[start Quoted text]

“Such, my angels, is
the role of sex in history”
The Lion in Winter (1968)
Well, someone could certainly write a book (and a heavy tome
it would be) about the role of sex in Hollywood history. Especially when it
comes to the influence libidinal urges have had on casting decisions, the role sex and romantic entanglements have played in the launching and ruination of careers.
During award season, when film industry types enjoy engaging in conspicuously self-serious back-patting sessions about the artistry, bravery, and courage it takes to get their creative visions to the screen...one would assume that all of moviemaking is a meritocracy. That people rise and fall by measure of professional merit, and that all decisions relative to the
making of a motion picture are decisions based on talent and ability exclusively.
Closer to the truth is that Hollywood is more of insiders club and that a great many decisions—particularly those relative to casting—emanate from below the belt. The Hollywood paradigm has
traditionally been that of a patriarchic boys' club built upon cronyism,
nepotism, and cliques. Its inherent misogyny, racism, and sexism feeding into the
normalizing of a kind of “vertical casting couch” sensibility when it comes to the
relationship between those in power (male producers and directors) and those with relatively little (actresses).
An inevitable phase of these soundstage passions as they blossom into romantic love is when the father-figure/mentor is inspired to star his muse/protégé in
a work of classical literature. Paramount head Robert Evans acquired the rights
to The Great Gatsby for wife Ali
MacGraw before she made a literal getaway with her The Getaway co-star Steve McQueen,
summarily ending both her marriage and her career. Roman Polanski had a dream
of casting wife Sharon Tate as the ruined heroine of Thomas Hardy’s Tess of the d’Urbervilles before her
tragic death.

[end Quoted text]

Challenges —
(1) In the passage on Hollywood casting, which novel's rights did Robert Evans acquire for Ali MacGraw?
(2) Name every person mentioned in the passage on Hollywood casting.
(3) Duplicate the passage on Hollywood casting from "Well, someone could" to "and ability exclusively.".

[start Data]

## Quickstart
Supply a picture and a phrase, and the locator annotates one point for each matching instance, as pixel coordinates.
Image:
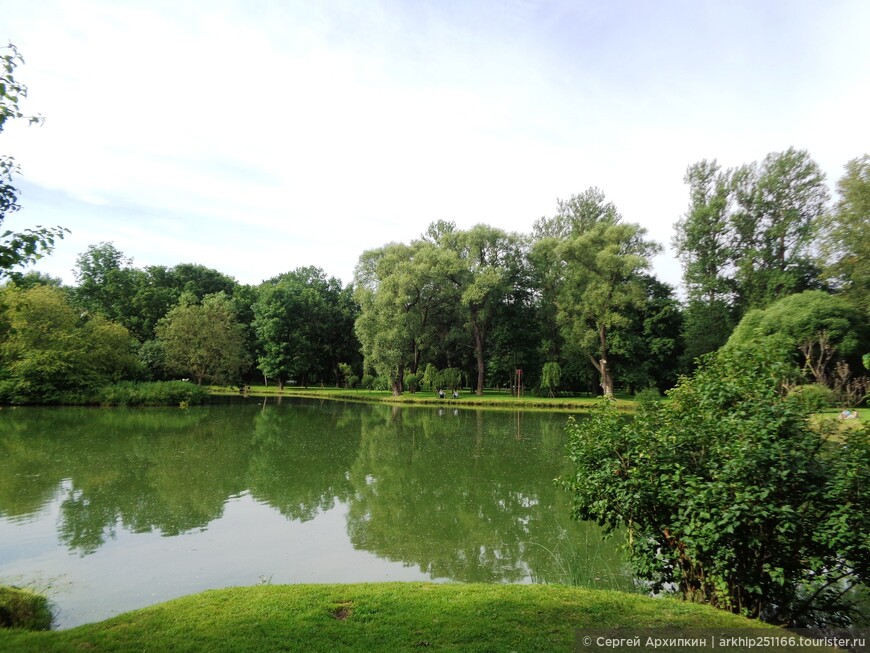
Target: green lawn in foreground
(376, 617)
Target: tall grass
(155, 393)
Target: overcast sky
(257, 136)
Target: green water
(113, 509)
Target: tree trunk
(600, 364)
(478, 352)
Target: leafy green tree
(48, 349)
(301, 320)
(405, 293)
(748, 236)
(492, 260)
(846, 240)
(729, 496)
(204, 340)
(551, 376)
(646, 351)
(780, 205)
(17, 248)
(598, 260)
(746, 240)
(817, 328)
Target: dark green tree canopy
(729, 496)
(23, 247)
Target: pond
(108, 510)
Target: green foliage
(24, 609)
(26, 246)
(814, 397)
(817, 327)
(648, 396)
(157, 393)
(376, 618)
(748, 236)
(594, 264)
(49, 349)
(728, 496)
(450, 377)
(846, 238)
(304, 326)
(205, 340)
(551, 376)
(412, 382)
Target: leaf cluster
(728, 496)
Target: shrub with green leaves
(21, 608)
(729, 497)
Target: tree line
(473, 307)
(571, 306)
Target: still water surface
(109, 510)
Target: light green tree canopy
(17, 248)
(846, 239)
(204, 340)
(48, 348)
(595, 262)
(815, 326)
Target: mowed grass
(376, 617)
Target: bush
(729, 497)
(813, 397)
(155, 393)
(412, 382)
(24, 609)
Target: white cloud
(255, 138)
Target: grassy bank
(490, 398)
(376, 617)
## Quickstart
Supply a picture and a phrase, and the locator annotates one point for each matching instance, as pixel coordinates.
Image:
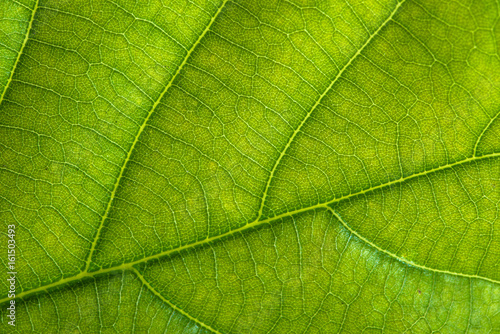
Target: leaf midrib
(88, 262)
(257, 223)
(25, 41)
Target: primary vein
(139, 132)
(256, 223)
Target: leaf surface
(247, 166)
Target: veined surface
(248, 166)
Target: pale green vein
(256, 223)
(169, 303)
(25, 41)
(410, 263)
(318, 101)
(484, 131)
(139, 132)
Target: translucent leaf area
(251, 166)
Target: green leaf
(251, 166)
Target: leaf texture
(249, 166)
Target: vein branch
(318, 102)
(25, 41)
(141, 130)
(478, 141)
(256, 223)
(169, 303)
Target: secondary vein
(30, 25)
(318, 101)
(140, 131)
(256, 223)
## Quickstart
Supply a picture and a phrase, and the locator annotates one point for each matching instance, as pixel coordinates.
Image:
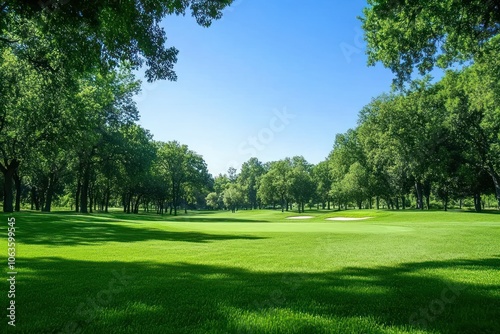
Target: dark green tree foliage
(100, 34)
(405, 35)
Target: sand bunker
(347, 218)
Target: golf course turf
(255, 272)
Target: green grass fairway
(255, 272)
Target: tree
(249, 178)
(213, 200)
(421, 34)
(233, 197)
(301, 184)
(322, 178)
(184, 168)
(101, 34)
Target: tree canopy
(407, 35)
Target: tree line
(69, 134)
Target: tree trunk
(50, 192)
(136, 206)
(477, 202)
(427, 194)
(77, 195)
(8, 173)
(496, 181)
(84, 190)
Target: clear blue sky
(271, 79)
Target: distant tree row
(434, 142)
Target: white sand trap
(347, 218)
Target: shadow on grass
(72, 229)
(121, 297)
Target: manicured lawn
(255, 272)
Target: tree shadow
(52, 230)
(122, 297)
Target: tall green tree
(406, 35)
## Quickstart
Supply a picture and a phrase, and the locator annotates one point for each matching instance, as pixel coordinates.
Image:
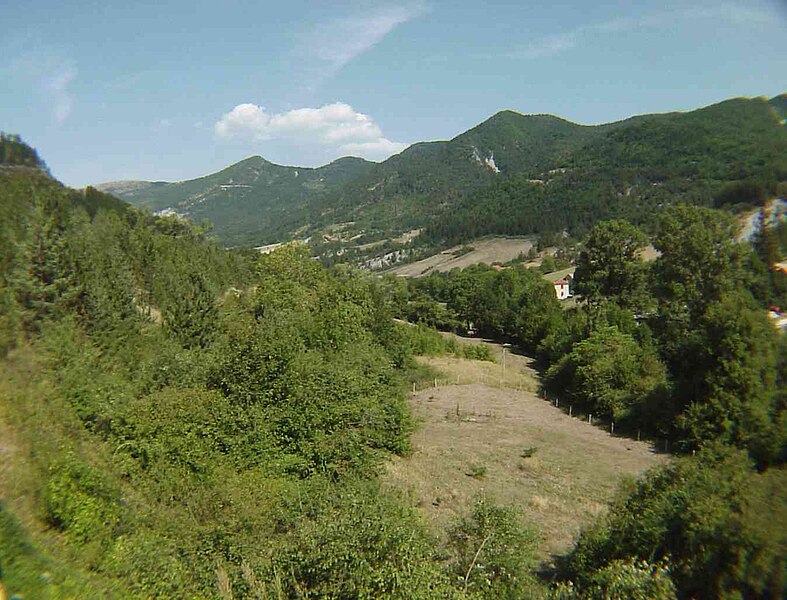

[end Data]

Results in order —
(1) The Great Gatsby

(2) Robert Evans, Ali MacGraw, Steve McQueen, Roman Polanski, Sharon Tate, Thomas Hardy

(3)
Well, someone could certainly write a book (and a heavy tome
it would be) about the role of sex in Hollywood history. Especially when it
comes to the influence libidinal urges have had on casting decisions, the role sex and romantic entanglements have played in the launching and ruination of careers.
During award season, when film industry types enjoy engaging in conspicuously self-serious back-patting sessions about the artistry, bravery, and courage it takes to get their creative visions to the screen...one would assume that all of moviemaking is a meritocracy. That people rise and fall by measure of professional merit, and that all decisions relative to the
making of a motion picture are decisions based on talent and ability exclusively.